_What is required_
State how many lines in the rows below contain the string "bird", giving only the number.

_Input for this task_
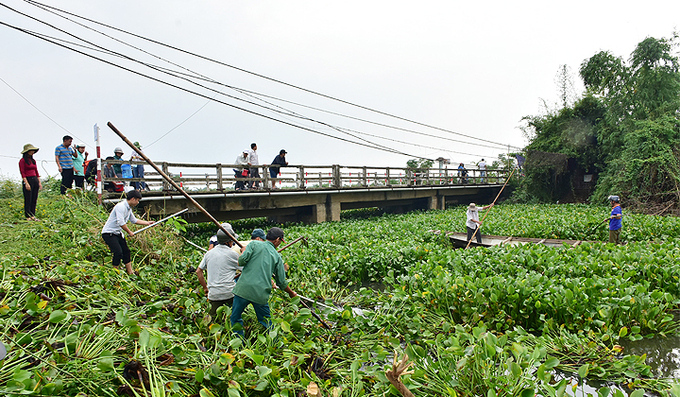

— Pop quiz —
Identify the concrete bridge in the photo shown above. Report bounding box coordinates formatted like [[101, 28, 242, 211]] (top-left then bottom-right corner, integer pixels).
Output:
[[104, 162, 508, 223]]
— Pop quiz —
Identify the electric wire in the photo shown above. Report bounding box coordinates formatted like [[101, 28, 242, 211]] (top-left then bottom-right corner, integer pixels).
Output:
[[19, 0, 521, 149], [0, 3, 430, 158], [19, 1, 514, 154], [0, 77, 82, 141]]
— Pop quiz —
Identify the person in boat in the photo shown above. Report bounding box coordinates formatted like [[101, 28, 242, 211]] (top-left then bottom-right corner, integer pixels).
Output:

---

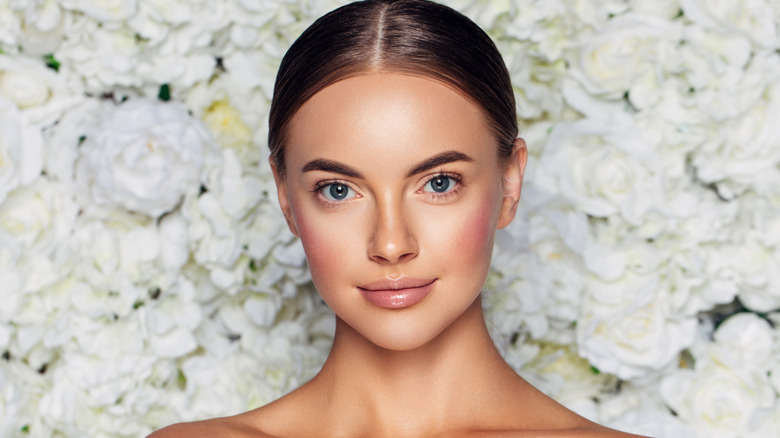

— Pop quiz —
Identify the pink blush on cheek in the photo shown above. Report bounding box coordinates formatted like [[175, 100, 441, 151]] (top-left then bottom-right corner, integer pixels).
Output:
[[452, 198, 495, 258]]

--

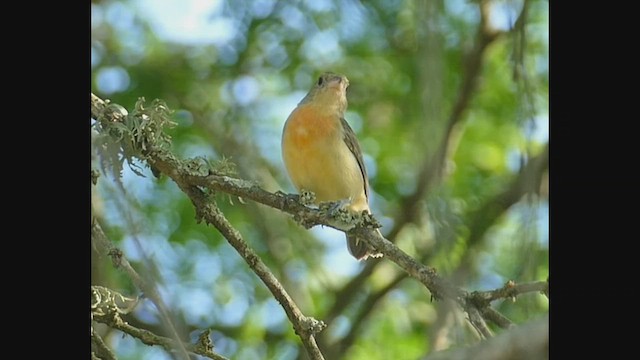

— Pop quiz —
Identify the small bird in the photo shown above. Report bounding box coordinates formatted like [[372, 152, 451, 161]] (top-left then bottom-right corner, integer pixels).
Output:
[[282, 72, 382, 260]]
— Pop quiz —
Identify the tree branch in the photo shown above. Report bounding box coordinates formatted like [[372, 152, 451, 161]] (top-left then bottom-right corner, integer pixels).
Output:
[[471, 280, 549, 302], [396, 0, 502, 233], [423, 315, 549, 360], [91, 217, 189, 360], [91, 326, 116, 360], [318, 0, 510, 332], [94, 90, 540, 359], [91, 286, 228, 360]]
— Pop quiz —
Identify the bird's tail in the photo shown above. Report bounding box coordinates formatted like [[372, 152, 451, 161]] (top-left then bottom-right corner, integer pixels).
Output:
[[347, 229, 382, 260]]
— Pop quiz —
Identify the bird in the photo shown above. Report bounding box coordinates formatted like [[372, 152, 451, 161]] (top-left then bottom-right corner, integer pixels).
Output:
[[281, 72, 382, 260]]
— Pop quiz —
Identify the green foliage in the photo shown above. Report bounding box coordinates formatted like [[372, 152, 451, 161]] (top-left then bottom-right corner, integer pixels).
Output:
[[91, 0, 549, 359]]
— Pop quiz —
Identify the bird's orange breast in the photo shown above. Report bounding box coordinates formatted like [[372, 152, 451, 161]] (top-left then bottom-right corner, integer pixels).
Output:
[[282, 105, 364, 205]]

_Task solution_
4